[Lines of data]

Start

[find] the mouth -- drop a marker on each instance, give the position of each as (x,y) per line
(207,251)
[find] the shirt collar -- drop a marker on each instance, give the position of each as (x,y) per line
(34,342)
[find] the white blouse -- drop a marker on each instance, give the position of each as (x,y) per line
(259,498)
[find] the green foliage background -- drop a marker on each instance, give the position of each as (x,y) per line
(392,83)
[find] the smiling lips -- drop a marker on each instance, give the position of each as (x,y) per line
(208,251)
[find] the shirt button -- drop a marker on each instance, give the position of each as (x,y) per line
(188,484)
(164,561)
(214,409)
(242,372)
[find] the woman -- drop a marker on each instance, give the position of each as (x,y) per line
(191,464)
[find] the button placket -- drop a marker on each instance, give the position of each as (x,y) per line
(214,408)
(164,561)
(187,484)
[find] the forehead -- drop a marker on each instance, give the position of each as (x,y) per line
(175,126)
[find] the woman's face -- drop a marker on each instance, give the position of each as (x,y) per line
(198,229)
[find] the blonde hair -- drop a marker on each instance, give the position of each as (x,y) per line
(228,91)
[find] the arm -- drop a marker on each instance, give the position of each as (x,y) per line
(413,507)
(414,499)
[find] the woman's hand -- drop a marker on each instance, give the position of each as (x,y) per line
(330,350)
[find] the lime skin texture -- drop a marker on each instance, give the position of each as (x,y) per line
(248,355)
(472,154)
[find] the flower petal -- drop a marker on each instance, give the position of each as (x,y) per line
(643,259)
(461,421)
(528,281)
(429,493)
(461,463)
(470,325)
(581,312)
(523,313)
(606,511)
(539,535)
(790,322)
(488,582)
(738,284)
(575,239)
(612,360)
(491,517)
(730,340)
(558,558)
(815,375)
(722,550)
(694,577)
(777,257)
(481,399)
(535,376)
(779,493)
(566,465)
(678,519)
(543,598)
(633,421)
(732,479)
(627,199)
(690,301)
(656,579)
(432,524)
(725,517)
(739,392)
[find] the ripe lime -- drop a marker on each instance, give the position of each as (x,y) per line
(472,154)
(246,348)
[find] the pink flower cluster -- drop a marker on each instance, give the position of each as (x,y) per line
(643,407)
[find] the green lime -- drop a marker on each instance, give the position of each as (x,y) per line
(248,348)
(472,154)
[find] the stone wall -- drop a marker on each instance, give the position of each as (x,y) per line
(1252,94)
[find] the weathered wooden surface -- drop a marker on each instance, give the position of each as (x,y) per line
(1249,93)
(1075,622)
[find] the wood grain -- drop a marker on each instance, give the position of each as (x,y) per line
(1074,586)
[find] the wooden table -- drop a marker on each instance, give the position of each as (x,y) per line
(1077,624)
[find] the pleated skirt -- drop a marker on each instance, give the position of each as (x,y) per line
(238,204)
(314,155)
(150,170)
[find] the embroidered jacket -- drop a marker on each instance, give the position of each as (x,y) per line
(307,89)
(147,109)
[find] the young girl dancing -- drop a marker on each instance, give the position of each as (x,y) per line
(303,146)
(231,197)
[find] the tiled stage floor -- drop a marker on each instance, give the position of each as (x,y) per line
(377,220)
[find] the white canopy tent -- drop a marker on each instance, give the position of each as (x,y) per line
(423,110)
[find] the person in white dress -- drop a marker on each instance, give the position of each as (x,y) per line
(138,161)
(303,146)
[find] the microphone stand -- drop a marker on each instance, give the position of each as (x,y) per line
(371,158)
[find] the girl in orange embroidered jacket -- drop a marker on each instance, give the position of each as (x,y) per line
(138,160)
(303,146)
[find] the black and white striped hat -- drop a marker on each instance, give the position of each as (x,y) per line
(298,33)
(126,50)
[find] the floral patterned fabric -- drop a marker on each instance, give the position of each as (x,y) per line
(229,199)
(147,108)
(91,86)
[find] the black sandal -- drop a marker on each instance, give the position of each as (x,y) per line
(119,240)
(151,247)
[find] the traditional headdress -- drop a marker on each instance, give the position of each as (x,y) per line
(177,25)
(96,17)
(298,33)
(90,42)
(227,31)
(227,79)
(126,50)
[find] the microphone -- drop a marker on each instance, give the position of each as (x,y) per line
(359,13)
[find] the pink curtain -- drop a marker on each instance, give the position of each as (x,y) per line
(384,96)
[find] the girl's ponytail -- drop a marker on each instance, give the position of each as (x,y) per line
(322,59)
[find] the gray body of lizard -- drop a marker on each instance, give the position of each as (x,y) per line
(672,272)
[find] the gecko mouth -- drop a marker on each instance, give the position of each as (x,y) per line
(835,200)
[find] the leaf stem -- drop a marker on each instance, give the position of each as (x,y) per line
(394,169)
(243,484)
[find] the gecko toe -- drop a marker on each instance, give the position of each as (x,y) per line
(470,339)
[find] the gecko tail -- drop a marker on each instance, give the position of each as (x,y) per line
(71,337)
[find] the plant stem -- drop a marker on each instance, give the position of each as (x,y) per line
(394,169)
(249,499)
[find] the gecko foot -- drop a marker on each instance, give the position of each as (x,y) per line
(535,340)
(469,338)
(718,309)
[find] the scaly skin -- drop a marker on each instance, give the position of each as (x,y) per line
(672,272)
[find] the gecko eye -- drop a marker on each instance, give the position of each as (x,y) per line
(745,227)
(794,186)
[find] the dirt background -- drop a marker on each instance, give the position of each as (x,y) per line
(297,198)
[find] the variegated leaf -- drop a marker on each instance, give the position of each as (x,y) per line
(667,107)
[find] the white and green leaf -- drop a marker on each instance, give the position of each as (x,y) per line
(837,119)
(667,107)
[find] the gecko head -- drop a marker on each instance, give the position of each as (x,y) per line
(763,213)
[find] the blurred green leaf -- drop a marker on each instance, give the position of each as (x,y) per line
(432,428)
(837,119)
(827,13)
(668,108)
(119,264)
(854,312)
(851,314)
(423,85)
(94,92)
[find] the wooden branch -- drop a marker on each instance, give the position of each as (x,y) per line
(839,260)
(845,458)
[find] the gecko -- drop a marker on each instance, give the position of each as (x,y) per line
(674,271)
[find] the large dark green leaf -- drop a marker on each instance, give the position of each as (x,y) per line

End

WHAT TO PRODUCE:
Copy every line of the records above, keeping each one unchanged.

REPLY:
[find] the mouth -- drop a marker on each instance, give the position of each as (x,y) per line
(207,251)
[find] the shirt collar -- drop a marker on each instance, give the position of each as (x,y) per line
(34,342)
[find] the white blouse -- drop a marker on each instance, give the position of each as (x,y) per line
(259,498)
[find] the green foliage background -- drop a marker on each instance, give the position of each as (x,y) per line
(392,83)
[find] the smiling lips -- drop a marker on each instance, give the position of each as (x,y) per line
(208,251)
[find] the shirt button -- drop a marker on each instance, give the position of each as (x,y) per line
(188,484)
(164,561)
(214,409)
(242,372)
[find] the woman -- drop a marker on each instance, give the position of each as (x,y) per line
(191,464)
[find] the button placket -- drop a marker on each instance, give the position of each as (x,y) per line
(214,408)
(164,561)
(187,484)
[find] the forehead -- drop a marker on each instance, give the position of each as (x,y) per line
(175,126)
[find] the woman's face -- drop a marker on each instance, give the position of each as (x,y) per line
(198,229)
[find] the blonde hair -- drop a marker on each instance, give the position of each as (x,y) per line
(228,91)
[find] the arm -- drop a marker on each instance, give the position of each as (x,y) per line
(413,507)
(414,499)
[find] the woman's hand -- drop a marker on each instance, give the position of each as (x,y) per line
(330,350)
[find] the lime skin texture -- drop a marker on each instance, give the position of each as (x,y) per line
(248,355)
(472,154)
[find] the flower petal -- drop a marker on each instance, give the position of each as (x,y) per line
(643,259)
(461,421)
(528,281)
(429,493)
(461,463)
(470,325)
(581,312)
(523,313)
(606,511)
(539,535)
(790,322)
(488,582)
(738,284)
(575,239)
(612,360)
(491,517)
(730,340)
(558,558)
(815,375)
(722,550)
(694,577)
(777,257)
(481,399)
(535,376)
(779,493)
(566,465)
(678,519)
(543,598)
(633,421)
(732,479)
(627,199)
(690,301)
(656,579)
(432,524)
(725,517)
(739,392)
[find] the ripe lime -- drop a marker on each instance, give the position of each as (x,y) per line
(472,154)
(246,348)
[find] the pink flower cluster -- drop a marker on each instance, give the position of each as (x,y) per line
(643,407)
[find] the green lime -- drop a marker on each instance, give the position of each as (x,y) per line
(248,348)
(472,154)
[find] the stone wall -- drop a marker on each instance, give the position of each as (x,y) per line
(1252,94)
[find] the weathered wooden surface -- drop a marker on each instance, give the position of each as (x,y) per line
(1249,93)
(1075,622)
[find] the wood grain -- drop a marker on each instance, give the position of each as (x,y) per line
(1074,586)
[find] the wooden table -- drop a marker on each instance, give the position of each as (x,y) per line
(1077,624)
[find] the pleated skirt -- drop a marker on each instance, give the position of each as (x,y) per line
(238,204)
(314,155)
(150,170)
[find] the embroidered jacket -- drop a marker on each instance, give the position of each as (x,y) per line
(307,89)
(147,109)
[find] the young girl dancing -- drop a marker on each instance, give the position of each as (x,y) per line
(303,146)
(231,197)
[find] the tiled stage floor -- drop a marker on each instance, give the position of each as (x,y) per line
(377,220)
[find] the white canopy tent -- drop a marker on each instance, give the position of each as (x,y) per line
(423,110)
[find] the person in white dress -- drop a marker on each instance, give the position of each as (x,y) per line
(138,161)
(303,146)
[find] the microphone stand -- drop a marker on each instance, give the position of each as (x,y) per line
(371,158)
[find] the girl in orange embroidered jacket -- drop a marker on each instance, give the position of each as (x,y) per line
(138,160)
(303,146)
[find] the black and white striped hat -- drop a marker on each instance, give the position of each as (x,y) per line
(298,33)
(126,50)
[find] the floral patterned fabric -- drop a marker on each instance, give the position of each as (x,y) per line
(229,199)
(147,108)
(91,86)
[find] the black sandal -- drop a marker on each instance, give the position of each as (x,y) per line
(119,240)
(151,247)
[find] the traditional headdress -- drop a marker on each instance, give the position of each as (x,y) per line
(177,25)
(96,17)
(298,33)
(90,42)
(227,31)
(227,79)
(126,50)
[find] the microphone -- drop a marker on each instance, give the position of each as (x,y) per line
(359,13)
[find] the pink curtain -- drop a marker on each instance, give the position of each as (x,y) per line
(384,96)
[find] the girl's ponytail -- drop a marker on each instance, give the position of each as (x,y) per line
(322,59)
[find] the gray body of lizard -- drop a marker on each instance, give the position of each as (x,y) per line
(672,272)
[find] the gecko mouth -- drop a marker on each instance, give the position of each as (x,y) per line
(835,200)
[find] the leaf stem -- drop a marker on each instance, give the position of each as (x,y) per line
(394,169)
(243,484)
[find] the gecko toe -- drop a marker on each instance, give the position of each as (x,y) per line
(470,339)
[find] the gecko tail -- drop a marker on each instance, give the position of each as (x,y) per line
(71,337)
[find] the plant stem -- drop a marker on each instance, give the position of each as (x,y) per line
(394,169)
(249,499)
[find] the gecko foot -- drop a marker on each instance, give the position of each as (x,y) per line
(535,340)
(469,338)
(718,309)
[find] the scaly skin -- drop a marker on each instance, give the position of each as (x,y) per line
(672,272)
[find] the gecko eye -- drop a marker on each instance, give the position of each as (x,y) per line
(745,227)
(794,186)
[find] the dirt background -- drop a marker on each instance, give the position of each as (x,y) per line
(297,198)
[find] the variegated leaf -- drop a marker on each instance, give the position of each as (x,y) per line
(667,107)
[find] the white and green leaf -- drop a marker on each instance, give the position of each as (x,y) per line
(837,119)
(667,107)
[find] the gecko head -- drop a marker on each instance, give the position of each as (x,y) per line
(763,213)
[find] the blurred green leaf -- drop a marker on each instance, give the position of each as (x,y) per line
(432,428)
(837,119)
(827,13)
(668,108)
(119,264)
(854,312)
(851,314)
(423,85)
(94,92)
[find] the wooden branch -- drop a marker on each instance, give the position of each as (x,y) per line
(839,260)
(845,458)
[find] the gecko -- drop a marker on each instance, give the position of each as (x,y) per line
(674,271)
[find] the large dark green leaf -- drop a marker on each instance, give the position of each as (x,y) per line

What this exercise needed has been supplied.